## WHAT IS REQUIRED
Your answer should consist only of the records, copied exactly, with the images removed.

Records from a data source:
──────────────────────────────

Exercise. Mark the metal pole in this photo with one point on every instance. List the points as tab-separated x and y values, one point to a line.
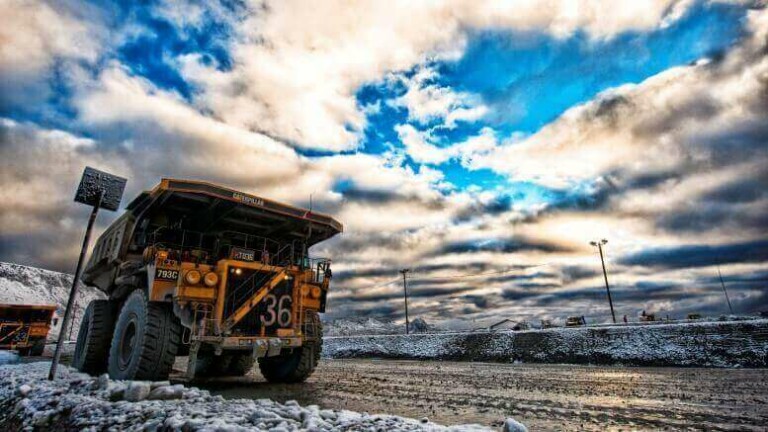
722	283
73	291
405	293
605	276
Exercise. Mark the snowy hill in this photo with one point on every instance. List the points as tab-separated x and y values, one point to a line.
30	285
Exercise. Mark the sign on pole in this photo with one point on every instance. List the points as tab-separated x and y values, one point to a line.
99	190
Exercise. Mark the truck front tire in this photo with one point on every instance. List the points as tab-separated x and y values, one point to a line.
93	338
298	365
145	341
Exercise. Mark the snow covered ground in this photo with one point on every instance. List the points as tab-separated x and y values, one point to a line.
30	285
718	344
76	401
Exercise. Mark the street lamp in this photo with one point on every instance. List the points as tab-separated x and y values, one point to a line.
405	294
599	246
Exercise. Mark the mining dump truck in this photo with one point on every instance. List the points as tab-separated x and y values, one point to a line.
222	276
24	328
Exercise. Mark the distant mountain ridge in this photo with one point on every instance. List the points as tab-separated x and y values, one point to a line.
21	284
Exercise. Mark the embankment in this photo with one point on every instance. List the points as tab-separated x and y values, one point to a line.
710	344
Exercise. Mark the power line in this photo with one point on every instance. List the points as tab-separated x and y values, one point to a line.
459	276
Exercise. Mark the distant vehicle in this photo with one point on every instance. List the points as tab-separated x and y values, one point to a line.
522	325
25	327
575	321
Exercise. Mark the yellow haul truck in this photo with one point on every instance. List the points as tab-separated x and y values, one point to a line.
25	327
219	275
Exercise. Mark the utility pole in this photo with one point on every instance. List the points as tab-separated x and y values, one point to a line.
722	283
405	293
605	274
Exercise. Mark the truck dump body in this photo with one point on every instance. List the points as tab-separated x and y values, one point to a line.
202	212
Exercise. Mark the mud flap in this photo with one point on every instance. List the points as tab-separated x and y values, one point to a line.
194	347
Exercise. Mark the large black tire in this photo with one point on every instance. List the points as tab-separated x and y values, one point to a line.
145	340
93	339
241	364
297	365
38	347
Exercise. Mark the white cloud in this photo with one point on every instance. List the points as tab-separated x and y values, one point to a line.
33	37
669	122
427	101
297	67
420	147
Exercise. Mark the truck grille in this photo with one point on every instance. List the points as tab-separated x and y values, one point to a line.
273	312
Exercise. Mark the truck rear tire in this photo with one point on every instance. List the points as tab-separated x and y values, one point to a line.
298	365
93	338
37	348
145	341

──────────────────────────────

## RESULT
Exercise. Mark the metal pole in this photo with one point on every instance. List the points as tab-separated x and y values, one point to a line.
722	283
73	291
405	293
605	276
Exercise. Mark the snowy hill in this photo with one point on every instance. List the points as tab-separated x and y values, one point to a line.
30	285
Exercise. Mark the sign on pole in this photo with one point on every instance. List the points as tab-separated x and y values, one point to a line.
99	190
Exercise. Mark the truck front tire in this photo with one point on every instance. List the points as tab-separated x and y values, one point to a line.
93	338
298	365
145	341
Exercise. Mark the snow covered ground in this photo with one point on every instance. List the points as tab-separated x and y values, one point to a line.
30	285
718	344
76	401
Exercise. Mark the street lamp in this photo with one point on every instance. List the points as tab-separated x and y values, one point to a line.
405	294
599	246
Exercise. Mark the mining dump truck in this photo with one point on every instance. List the points as tab-separated x and y values, one point to a line.
222	276
24	328
Exercise. Mark the distant mountain ridge in this photo with one point on every instance. List the points as tab-separated x and y values, one point to a line.
21	284
Exercise. Mark the embankment in this photo with one point on every instance. List the points as tab-separated x and y values, one point to a line.
710	344
Exercise. Mark the power line in this photo with one point on every instance. List the points as tab-separated x and y values, one point to a line.
459	276
Exercise. Mark the distant vehicle in this photo with one point on every instance. List the points as tab-separated x and y values, one point to a line.
522	325
25	327
575	321
Exercise. Mark the yellow haul truck in this photo with one point on every instance. List the points as tab-separated x and y values, one point to a line.
25	327
219	275
Exercise. Mark the utility pole in this photo with one point on every instance. List the points as tab-separated x and y values, one point to a line.
722	283
405	293
605	274
Exercise. Mark the truck dump body in this photo with one point on every instance. List the points as tab-separated x and y values, one point to a line.
202	212
Exercise. Mark the mud flap in this photo with one point on every instance. List the points as tab-separated x and y values, one point to a line.
194	347
Exercise. Mark the large black tire in this photo with one point on every instance. List the points as tab-separated x and y values, one point to a line.
145	340
93	339
241	364
297	365
38	347
Exercise. Mark the white cloud in this photo with one point on every instance. List the points as tab-separated x and y values, one point to a line.
33	37
669	122
427	101
297	67
420	147
Exercise. Mark the truck grille in this photo with one point on every instance. List the points as tab-separated x and y values, one point to a line.
273	312
Exercise. Mark the truck rear tire in this photo with one point on every instance. List the points as tab-separated x and y values, one point to a line.
298	365
93	338
37	348
145	341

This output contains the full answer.